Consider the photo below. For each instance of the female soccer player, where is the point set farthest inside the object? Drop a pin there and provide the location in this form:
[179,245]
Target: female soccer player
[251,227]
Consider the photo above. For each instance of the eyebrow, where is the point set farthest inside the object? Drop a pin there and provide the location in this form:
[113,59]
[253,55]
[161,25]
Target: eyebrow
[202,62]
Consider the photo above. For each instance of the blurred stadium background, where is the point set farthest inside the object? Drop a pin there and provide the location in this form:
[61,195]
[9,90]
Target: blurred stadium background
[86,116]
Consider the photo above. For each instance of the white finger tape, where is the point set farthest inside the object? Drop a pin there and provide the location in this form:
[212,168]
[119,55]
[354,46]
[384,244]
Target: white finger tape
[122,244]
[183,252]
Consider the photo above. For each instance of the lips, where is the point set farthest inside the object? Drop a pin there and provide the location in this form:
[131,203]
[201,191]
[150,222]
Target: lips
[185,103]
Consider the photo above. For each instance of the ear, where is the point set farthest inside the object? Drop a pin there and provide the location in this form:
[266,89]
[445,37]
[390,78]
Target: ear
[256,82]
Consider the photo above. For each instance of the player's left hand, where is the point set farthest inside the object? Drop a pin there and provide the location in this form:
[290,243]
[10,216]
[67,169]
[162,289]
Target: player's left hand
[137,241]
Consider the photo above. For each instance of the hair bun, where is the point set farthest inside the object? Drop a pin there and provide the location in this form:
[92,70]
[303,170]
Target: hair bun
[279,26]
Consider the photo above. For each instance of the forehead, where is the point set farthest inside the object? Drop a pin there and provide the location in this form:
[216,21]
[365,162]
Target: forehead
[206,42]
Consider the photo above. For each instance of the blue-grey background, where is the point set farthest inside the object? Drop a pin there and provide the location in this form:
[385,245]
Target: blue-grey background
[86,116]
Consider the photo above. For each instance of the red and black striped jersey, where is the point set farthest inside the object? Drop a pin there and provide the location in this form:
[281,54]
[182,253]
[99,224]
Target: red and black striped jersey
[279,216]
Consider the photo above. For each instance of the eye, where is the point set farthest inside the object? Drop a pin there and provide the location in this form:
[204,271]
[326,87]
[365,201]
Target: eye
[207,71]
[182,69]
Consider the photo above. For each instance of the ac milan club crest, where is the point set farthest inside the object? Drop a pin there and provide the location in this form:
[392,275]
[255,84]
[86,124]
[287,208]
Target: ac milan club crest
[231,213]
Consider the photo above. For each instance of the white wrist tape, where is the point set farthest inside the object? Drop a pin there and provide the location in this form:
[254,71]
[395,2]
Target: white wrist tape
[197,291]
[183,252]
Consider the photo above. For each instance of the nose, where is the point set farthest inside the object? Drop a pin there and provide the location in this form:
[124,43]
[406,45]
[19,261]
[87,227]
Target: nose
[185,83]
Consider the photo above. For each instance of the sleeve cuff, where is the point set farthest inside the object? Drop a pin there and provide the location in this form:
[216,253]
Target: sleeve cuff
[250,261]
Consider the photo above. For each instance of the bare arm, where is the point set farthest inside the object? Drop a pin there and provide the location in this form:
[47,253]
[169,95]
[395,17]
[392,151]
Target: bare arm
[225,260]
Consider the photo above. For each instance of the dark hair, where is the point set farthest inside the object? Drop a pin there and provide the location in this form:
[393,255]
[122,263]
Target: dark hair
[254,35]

-*-*-

| WHAT IS NEEDED |
Only the lines from the one with "Target: bare arm" through the end of the data should be printed, each exactly as it appears.

| RESULT OF THIS TASK |
Target: bare arm
[225,260]
Consider the photo above. For each instance of the dark hair, where is the point set farthest inside the object? Drop a pin there and provide the location in this form:
[393,255]
[122,263]
Target: dark hair
[254,35]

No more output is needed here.